PASSAGE SHOWN:
☆ ☆ ☆ ☆ ☆ ☆ ☆

July 02, 2019
On Tuesday, 2 July 2019 at 17:29:51 UTC, guiguidu60 wrote:
> On Tuesday, 2 July 2019 at 17:14:23 UTC, Les De Ridder wrote:
>> On Tuesday, 2 July 2019 at 16:56:52 UTC, guiguidu60 wrote:
>>> On Tuesday, 2 July 2019 at 16:44:12 UTC, Les De Ridder wrote:
>>>> On Tuesday, 2 July 2019 at 14:49:49 UTC, guiguidu60 wrote:
>>>>> [...]
>>>>
>>>> What file manager are you using?
>>>>
>>>> Could you perhaps upload an example binary that gets detected wrong?
>>>
>>> I'm on Debian 10, with Nautilus (v3.30.5) as file explorer.
>>> You can download the helloworld program with this link: https://mega.nz/#!rY1QWIhK!lKyIX192OEfKM8MsZ_WW_QNryl39yCQebkXts2qn7E0
>>
>> As I suspected, it's because it's a PIE executable, so this issue is
>> not specific to D.
>>
>> Going down the rabbit hole:
>> https://bugzilla.gnome.org/show_bug.cgi?id=737849
>> https://bugs.freedesktop.org/show_bug.cgi?id=97226
>> https://gitlab.freedesktop.org/xdg/shared-mime-info/issues/11
>
> Ahh ok, thanks !
> The bug is old... how can I develop D applications without having to suffer this bug ?

Currently you can't, AFAICT.

Many Linux distros these days make PIE the default for Clang/GCC,
because PIE allows for more ASLR, a common modern security hardening
measure.

Because D uses the C compiler to link your application, this default
will be passed down to the linker. Because of the order in which D
passes args down to the linker, there doesn't seem to be a way to
override this (unless you link manually, e.g. by appending `-no-pie` to
the clang/gcc command you get with `dmd -v <sources>`).

☆ ☆ ☆ ☆ ☆ ☆ ☆

STATED TASK 1: Go through the entries and change each "instance" to "occurrence", keeping all other wording the same.
The entries after the thread have no connection to it.

☆ ☆ ☆ ☆ ☆ ☆ ☆

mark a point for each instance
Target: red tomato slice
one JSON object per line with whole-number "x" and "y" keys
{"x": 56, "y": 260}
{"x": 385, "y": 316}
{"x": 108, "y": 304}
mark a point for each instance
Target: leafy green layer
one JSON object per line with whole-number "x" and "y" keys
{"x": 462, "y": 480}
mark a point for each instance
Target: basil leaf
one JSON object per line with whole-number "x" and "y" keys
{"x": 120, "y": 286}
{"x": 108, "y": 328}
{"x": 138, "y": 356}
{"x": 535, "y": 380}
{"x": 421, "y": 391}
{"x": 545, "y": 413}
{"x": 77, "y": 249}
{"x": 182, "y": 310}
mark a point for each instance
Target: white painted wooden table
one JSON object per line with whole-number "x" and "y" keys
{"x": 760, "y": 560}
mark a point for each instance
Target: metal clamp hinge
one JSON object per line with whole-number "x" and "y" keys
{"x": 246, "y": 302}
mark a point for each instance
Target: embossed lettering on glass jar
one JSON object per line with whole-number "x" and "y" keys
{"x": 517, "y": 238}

☆ ☆ ☆ ☆ ☆ ☆ ☆

STATED TASK 2: List the bug-report URLs given in the mailing-list thread.

FINAL RESULT 1:
mark a point for each occurrence
Target: red tomato slice
one JSON object per line with whole-number "x" and "y" keys
{"x": 56, "y": 260}
{"x": 385, "y": 316}
{"x": 108, "y": 304}
mark a point for each occurrence
Target: leafy green layer
one JSON object per line with whole-number "x" and "y" keys
{"x": 462, "y": 480}
mark a point for each occurrence
Target: basil leaf
one JSON object per line with whole-number "x" and "y" keys
{"x": 120, "y": 286}
{"x": 108, "y": 328}
{"x": 138, "y": 356}
{"x": 535, "y": 380}
{"x": 421, "y": 391}
{"x": 545, "y": 413}
{"x": 77, "y": 249}
{"x": 182, "y": 310}
mark a point for each occurrence
Target: white painted wooden table
one JSON object per line with whole-number "x" and "y" keys
{"x": 760, "y": 560}
mark a point for each occurrence
Target: metal clamp hinge
one JSON object per line with whole-number "x" and "y" keys
{"x": 246, "y": 302}
mark a point for each occurrence
Target: embossed lettering on glass jar
one JSON object per line with whole-number "x" and "y" keys
{"x": 517, "y": 238}

FINAL RESULT 2:
https://bugzilla.gnome.org/show_bug.cgi?id=737849
https://bugs.freedesktop.org/show_bug.cgi?id=97226
https://gitlab.freedesktop.org/xdg/shared-mime-info/issues/11